Angezeigter Text
Raum im Innern


Der Alltag gibt sicher berechtigt zu vielen Klagen Anlass. Die Welt im Aussen gibt einem unbegrenzt Gründe zum Anstossen, Krankheiten, Störungen im Geist. Aber wir sind doch mehr als nur Konfliktlöser, Kämpfer um Lösungen und Bemüher für Zustände, die mit unseren Vorstellungen kongruent sind.

Wir haben in uns einen Raum, zu dem die alltäglichen Probleme, unsere Aufwühlungen am unvermeidlichen Geschehen in dieser Welt, keinen Zutritt haben, der unberührt ist von den Freuden und Leiden an der Oberfläche, in welchen wir jederzeit eingeladen sind zu verweilen.

Aufgabe
Gib den Abschnitt aus dem Text über den Raum im Innern wortgetreu wieder, und zwar zwischen „Wir haben in“ und „sind zu verweilen.“, beide eingeschlossen. Die anschließende Auflistung ist eigenständiges Material und gehört nicht zum Text.

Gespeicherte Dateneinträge
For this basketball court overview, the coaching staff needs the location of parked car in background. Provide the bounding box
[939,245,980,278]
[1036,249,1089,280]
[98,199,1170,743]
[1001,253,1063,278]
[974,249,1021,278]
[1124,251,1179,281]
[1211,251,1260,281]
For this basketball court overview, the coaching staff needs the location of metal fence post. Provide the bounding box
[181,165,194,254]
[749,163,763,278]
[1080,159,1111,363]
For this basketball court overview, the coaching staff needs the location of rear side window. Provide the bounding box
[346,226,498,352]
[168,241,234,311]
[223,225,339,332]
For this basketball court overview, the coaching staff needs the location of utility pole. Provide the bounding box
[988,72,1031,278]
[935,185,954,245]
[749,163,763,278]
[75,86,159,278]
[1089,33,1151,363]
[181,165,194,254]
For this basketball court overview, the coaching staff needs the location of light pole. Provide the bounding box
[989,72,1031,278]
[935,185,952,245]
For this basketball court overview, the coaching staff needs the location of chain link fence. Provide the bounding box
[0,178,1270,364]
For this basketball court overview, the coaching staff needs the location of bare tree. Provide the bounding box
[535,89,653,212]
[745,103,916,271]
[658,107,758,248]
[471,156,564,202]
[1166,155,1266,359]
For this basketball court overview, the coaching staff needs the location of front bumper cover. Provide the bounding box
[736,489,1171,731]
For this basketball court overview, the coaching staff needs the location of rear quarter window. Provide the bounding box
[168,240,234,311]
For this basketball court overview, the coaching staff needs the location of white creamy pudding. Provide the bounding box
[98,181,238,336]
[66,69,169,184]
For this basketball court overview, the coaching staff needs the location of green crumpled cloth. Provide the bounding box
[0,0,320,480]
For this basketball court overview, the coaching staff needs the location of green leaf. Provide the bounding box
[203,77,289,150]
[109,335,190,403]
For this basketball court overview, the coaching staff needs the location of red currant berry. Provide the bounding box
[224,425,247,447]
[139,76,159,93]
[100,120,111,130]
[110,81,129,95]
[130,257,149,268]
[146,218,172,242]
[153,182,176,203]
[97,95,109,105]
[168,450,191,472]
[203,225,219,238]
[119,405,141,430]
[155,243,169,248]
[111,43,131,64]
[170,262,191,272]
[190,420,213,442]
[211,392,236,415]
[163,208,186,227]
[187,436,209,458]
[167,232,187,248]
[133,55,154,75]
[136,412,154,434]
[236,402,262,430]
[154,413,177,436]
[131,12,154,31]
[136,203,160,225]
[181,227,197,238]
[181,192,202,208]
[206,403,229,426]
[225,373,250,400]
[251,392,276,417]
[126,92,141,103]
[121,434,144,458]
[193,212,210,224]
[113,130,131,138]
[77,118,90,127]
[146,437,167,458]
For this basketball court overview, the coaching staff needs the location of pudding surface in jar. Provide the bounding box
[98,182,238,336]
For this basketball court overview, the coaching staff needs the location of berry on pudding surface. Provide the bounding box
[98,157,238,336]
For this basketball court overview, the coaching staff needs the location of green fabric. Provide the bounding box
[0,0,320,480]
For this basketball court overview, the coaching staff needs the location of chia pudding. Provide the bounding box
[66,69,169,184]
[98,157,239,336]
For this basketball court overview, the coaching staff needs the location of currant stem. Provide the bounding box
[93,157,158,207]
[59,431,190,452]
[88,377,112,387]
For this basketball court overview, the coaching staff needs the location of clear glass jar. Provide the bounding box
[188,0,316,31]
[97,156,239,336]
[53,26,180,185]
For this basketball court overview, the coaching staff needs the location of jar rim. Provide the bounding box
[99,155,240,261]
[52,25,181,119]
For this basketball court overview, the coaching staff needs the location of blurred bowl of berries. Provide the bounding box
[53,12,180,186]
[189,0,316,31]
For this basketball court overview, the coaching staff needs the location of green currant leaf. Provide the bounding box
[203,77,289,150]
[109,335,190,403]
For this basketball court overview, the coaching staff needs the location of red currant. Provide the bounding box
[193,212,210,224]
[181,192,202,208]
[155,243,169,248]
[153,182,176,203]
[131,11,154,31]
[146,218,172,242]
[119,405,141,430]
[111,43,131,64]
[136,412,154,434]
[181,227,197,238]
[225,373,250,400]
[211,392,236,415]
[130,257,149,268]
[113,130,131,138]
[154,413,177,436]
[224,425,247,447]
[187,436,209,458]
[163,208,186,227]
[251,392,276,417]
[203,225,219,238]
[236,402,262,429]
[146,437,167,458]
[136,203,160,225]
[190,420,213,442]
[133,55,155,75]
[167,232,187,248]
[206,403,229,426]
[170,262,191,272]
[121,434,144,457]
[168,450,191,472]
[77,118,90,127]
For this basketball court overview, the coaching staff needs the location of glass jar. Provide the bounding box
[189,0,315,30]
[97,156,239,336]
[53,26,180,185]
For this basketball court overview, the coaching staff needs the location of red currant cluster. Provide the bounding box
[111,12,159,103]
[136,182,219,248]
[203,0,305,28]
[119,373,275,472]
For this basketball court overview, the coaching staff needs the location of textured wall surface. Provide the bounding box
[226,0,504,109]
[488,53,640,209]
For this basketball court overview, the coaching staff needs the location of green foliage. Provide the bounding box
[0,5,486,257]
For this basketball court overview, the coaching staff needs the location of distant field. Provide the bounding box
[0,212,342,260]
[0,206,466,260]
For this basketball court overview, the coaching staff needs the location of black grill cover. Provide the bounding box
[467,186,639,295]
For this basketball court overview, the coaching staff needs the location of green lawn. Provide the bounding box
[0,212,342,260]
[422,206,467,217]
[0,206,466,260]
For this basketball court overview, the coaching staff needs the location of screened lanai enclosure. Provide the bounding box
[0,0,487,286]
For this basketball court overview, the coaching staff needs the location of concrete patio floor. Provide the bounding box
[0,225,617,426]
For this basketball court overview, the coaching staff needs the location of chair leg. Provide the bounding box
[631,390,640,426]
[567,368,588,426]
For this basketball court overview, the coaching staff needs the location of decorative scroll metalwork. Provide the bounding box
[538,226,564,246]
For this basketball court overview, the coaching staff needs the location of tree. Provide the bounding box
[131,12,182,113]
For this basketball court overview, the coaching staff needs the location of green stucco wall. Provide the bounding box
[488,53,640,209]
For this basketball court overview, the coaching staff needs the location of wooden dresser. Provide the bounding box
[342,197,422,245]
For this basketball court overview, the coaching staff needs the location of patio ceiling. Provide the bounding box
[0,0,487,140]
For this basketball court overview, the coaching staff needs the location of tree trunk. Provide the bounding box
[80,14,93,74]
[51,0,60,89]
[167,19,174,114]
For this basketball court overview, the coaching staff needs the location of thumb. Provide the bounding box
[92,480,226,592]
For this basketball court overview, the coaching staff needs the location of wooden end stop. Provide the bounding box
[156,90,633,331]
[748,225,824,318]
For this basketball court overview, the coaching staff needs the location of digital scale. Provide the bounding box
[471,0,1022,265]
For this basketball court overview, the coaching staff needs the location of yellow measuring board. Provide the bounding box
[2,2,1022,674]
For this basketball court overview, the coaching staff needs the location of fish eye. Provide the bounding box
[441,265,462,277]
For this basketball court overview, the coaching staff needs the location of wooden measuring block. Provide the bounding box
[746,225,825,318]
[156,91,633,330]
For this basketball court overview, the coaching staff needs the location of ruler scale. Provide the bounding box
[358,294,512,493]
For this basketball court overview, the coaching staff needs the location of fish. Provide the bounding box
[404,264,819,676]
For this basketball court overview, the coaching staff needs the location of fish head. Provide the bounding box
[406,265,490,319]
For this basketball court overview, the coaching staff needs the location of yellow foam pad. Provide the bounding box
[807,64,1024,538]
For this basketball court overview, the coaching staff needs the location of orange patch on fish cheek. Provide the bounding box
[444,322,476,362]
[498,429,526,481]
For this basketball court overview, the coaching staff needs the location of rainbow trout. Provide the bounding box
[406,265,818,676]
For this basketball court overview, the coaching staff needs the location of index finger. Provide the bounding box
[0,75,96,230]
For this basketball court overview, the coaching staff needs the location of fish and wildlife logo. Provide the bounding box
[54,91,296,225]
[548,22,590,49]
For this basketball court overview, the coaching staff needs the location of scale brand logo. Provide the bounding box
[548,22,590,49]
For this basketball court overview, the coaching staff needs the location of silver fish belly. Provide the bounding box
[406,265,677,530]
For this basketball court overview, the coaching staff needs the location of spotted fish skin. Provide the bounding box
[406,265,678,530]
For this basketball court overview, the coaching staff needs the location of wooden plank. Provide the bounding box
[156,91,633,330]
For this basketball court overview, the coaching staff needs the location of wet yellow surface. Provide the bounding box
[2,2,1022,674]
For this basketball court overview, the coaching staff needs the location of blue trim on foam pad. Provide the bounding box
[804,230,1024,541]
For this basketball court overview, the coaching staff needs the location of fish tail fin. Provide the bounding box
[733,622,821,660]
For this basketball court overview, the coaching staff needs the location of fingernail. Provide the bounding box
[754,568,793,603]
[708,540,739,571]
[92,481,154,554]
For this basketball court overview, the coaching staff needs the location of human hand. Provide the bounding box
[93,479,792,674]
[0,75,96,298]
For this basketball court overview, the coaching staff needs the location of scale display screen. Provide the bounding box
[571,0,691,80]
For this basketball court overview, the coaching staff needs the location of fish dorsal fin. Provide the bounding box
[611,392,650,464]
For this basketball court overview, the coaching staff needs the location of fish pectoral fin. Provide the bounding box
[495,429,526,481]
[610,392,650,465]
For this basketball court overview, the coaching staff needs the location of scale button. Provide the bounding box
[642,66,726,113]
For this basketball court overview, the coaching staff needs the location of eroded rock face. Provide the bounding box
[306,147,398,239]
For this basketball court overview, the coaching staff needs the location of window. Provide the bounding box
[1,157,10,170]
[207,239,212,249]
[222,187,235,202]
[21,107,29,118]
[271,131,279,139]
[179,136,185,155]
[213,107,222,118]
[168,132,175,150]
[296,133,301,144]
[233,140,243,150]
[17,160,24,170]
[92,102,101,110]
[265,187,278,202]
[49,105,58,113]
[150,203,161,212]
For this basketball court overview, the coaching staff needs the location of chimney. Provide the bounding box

Lösung
Wir haben in uns einen Raum, zu dem die alltäglichen Probleme, unsere Aufwühlungen am unvermeidlichen Geschehen in dieser Welt, keinen Zutritt haben, der unberührt ist von den Freuden und Leiden an der Oberfläche, in welchen wir jederzeit eingeladen sind zu verweilen.